(Point labeling data based on photos)

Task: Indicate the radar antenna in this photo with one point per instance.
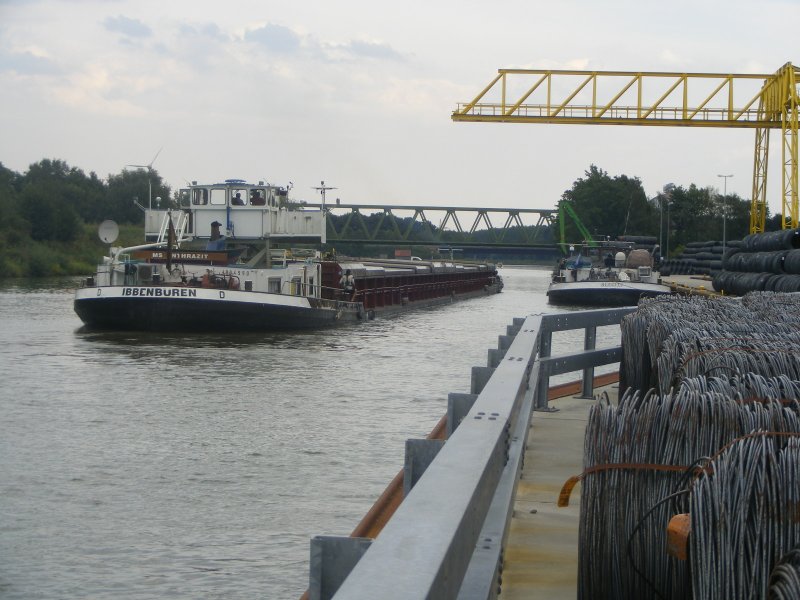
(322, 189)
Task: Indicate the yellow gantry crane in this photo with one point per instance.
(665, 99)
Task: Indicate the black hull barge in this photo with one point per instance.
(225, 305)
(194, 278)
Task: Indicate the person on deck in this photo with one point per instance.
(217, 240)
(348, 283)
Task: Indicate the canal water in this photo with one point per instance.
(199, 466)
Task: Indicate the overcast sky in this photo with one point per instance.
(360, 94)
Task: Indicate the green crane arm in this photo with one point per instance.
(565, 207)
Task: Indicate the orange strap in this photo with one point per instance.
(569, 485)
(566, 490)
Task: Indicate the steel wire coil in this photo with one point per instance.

# [TASK GOAL]
Lay out every line of the records above as a Markdown table with two columns, "No." for the row number and "Line" for the line itself. Leave out blank lines and the pictures.

# [REPLY TO THE EXERCISE]
| No. | Line |
|---|---|
| 1 | Task: Indicate the radar antenna in this photo with one point per instance. |
| 2 | (322, 189) |
| 3 | Task: Indicate the yellow gantry crane in this photo with one point per instance. |
| 4 | (665, 99) |
| 5 | Task: Indicate the black hull barge in this photo with one point per instance. |
| 6 | (225, 305) |
| 7 | (194, 278) |
| 8 | Task: Indicate the person on deck in this photo with one point per instance. |
| 9 | (217, 240) |
| 10 | (348, 283) |
| 11 | Task: Indicate the canal water in this photo with one point per instance. |
| 12 | (199, 466) |
| 13 | Task: Indicate the overcast sky in this photo with one point per instance. |
| 14 | (360, 94) |
| 15 | Task: Indicate the green crane arm in this photo with one point per instance. |
| 16 | (565, 207) |
| 17 | Task: Indicate the orange strap in this photo with one point per instance. |
| 18 | (569, 485) |
| 19 | (566, 490) |
| 20 | Task: Indicate the steel wire coil in this photo with one point per instance. |